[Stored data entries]

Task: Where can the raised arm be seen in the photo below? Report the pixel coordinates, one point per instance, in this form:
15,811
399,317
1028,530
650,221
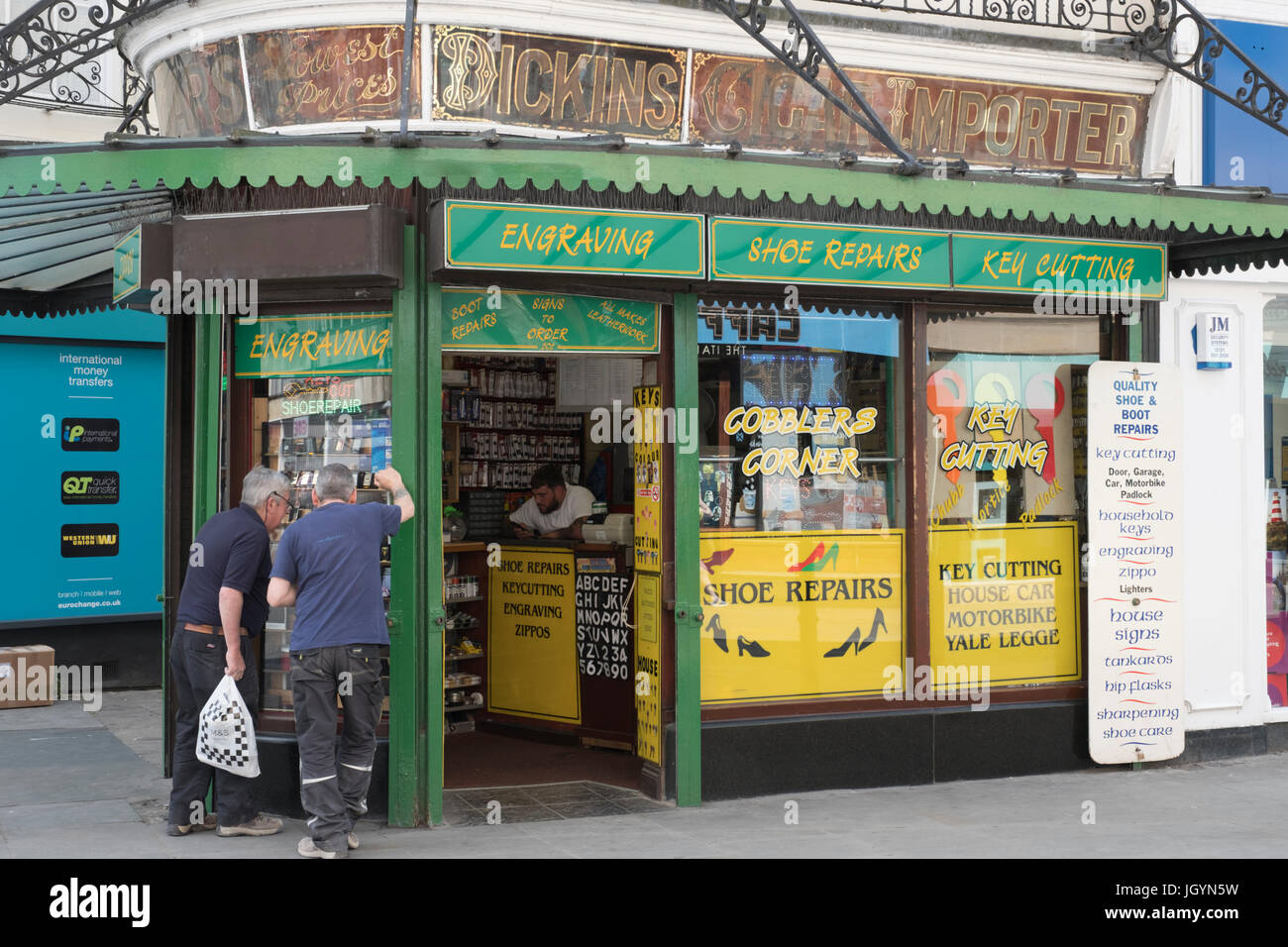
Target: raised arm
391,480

...

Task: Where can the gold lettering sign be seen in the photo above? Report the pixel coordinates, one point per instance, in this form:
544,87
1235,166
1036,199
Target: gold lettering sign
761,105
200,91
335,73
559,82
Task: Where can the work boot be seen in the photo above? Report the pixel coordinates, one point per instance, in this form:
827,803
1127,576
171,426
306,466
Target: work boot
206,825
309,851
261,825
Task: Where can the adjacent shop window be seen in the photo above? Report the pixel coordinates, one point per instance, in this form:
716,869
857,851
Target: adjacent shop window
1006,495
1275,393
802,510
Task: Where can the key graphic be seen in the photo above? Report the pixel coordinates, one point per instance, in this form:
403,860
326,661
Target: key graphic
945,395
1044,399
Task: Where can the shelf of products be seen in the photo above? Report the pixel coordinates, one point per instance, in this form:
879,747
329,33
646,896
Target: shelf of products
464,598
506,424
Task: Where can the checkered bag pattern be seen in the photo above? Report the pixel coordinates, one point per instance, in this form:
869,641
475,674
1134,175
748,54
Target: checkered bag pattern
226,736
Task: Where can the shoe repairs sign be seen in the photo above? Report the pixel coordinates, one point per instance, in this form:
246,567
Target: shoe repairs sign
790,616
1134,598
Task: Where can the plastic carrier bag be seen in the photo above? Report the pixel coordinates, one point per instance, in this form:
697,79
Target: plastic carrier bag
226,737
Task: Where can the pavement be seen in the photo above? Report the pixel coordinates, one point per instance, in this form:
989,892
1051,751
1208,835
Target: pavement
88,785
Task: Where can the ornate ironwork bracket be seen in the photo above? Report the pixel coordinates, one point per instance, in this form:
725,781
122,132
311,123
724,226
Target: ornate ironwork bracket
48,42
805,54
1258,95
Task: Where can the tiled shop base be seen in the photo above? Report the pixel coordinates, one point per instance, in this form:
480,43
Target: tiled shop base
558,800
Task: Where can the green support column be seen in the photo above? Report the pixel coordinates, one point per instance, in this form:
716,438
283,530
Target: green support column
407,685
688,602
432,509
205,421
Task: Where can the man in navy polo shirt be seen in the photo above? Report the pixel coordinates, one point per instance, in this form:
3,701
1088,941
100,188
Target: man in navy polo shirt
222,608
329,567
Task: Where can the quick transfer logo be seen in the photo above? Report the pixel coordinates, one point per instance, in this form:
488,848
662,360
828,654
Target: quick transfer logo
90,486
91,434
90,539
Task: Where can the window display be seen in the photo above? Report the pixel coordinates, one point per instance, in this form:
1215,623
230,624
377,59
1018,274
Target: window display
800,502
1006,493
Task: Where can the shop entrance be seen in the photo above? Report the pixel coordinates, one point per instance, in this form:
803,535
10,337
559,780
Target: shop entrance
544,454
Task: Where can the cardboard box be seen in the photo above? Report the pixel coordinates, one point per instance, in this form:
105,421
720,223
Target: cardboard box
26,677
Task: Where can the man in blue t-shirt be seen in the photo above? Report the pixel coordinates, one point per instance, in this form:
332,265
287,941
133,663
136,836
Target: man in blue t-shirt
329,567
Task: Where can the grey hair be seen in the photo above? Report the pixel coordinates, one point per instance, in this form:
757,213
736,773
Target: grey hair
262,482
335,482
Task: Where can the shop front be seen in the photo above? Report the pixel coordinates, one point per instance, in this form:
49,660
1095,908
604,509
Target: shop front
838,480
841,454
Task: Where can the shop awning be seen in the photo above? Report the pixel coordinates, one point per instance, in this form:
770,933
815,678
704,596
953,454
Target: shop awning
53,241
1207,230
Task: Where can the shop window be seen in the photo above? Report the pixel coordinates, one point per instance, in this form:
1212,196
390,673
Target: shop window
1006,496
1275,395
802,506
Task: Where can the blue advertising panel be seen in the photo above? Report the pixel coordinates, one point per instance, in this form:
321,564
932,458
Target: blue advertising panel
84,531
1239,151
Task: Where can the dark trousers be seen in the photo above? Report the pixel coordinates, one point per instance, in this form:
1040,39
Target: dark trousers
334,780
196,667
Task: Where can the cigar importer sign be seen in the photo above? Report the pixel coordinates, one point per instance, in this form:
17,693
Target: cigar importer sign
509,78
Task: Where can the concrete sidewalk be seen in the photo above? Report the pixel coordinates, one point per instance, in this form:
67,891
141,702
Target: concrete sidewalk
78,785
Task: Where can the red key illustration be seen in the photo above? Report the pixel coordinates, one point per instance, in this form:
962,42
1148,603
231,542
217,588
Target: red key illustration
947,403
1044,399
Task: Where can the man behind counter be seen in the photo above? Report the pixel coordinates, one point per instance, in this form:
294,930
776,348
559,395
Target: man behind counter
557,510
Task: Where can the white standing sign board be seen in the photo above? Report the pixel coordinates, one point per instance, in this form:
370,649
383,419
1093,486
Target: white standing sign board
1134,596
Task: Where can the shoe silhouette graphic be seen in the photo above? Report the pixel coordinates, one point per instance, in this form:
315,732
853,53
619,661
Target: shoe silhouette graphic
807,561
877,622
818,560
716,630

* * *

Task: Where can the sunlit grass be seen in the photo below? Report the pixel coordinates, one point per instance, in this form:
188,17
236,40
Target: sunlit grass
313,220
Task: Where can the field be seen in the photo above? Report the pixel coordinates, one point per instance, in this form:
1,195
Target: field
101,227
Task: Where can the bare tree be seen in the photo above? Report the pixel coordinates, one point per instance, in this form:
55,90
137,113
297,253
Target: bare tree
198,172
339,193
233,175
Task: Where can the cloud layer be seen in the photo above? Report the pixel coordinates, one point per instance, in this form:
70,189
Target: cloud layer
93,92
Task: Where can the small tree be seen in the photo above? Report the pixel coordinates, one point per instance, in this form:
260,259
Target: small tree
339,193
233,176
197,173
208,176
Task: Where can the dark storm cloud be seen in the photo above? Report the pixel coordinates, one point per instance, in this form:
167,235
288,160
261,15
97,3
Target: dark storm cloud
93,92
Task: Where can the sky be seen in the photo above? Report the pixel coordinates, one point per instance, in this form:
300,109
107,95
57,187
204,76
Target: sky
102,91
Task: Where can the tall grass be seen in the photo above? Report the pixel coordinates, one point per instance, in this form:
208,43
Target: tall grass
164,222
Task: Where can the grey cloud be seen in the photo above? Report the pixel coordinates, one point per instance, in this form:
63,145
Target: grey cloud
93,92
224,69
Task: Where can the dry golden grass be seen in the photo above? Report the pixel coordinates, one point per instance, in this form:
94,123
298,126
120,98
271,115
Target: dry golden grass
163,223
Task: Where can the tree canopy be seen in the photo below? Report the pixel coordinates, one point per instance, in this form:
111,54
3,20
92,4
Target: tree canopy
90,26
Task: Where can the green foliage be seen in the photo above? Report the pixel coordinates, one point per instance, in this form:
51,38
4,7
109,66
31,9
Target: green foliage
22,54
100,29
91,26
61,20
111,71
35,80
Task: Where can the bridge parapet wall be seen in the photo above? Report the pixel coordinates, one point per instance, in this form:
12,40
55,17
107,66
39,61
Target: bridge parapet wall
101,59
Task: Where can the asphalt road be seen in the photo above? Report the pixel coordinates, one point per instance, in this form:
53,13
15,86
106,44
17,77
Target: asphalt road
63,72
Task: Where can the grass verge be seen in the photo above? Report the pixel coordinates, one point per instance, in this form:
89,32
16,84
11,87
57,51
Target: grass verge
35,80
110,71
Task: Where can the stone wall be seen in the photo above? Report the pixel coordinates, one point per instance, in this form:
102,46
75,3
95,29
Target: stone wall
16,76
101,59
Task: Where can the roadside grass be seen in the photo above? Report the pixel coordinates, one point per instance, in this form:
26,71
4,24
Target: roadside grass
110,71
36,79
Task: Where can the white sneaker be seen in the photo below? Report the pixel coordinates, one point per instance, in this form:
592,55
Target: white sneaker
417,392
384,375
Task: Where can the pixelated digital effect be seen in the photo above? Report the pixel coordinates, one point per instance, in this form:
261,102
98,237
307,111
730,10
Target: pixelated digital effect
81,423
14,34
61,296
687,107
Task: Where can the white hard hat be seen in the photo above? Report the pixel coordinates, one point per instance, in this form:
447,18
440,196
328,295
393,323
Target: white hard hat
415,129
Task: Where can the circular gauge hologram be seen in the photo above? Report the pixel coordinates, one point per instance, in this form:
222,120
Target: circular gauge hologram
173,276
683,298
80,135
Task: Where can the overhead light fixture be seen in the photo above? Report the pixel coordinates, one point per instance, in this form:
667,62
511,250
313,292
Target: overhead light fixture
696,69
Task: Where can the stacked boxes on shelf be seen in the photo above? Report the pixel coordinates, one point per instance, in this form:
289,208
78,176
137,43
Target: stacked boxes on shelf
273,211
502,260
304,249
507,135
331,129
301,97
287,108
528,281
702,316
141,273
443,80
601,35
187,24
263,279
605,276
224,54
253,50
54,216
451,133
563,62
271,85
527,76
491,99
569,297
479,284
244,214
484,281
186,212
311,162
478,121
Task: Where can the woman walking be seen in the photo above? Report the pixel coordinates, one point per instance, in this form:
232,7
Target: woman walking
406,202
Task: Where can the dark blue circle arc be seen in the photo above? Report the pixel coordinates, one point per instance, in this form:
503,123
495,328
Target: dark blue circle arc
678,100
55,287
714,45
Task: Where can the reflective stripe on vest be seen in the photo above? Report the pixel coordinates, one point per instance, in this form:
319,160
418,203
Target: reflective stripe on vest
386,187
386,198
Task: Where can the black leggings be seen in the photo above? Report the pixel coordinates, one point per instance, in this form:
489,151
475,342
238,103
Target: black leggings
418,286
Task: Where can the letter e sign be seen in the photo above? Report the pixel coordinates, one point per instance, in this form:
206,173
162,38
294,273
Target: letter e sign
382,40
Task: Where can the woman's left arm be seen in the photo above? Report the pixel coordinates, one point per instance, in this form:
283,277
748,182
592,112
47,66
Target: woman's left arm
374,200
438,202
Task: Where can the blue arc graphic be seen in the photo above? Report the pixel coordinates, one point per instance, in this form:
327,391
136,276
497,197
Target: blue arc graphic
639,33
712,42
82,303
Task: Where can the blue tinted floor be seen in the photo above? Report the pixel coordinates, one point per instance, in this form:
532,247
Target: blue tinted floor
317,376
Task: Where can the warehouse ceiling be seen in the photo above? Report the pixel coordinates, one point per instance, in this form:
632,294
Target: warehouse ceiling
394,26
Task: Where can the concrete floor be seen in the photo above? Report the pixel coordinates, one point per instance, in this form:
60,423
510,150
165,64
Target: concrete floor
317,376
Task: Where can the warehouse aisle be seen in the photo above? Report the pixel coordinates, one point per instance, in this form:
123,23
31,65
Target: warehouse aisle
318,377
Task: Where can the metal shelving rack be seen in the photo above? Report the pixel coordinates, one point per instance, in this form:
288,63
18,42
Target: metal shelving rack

• Exercise aim:
Find each line above with the string "below", then report how many there are. Write only the number.

• Reply to the exercise:
4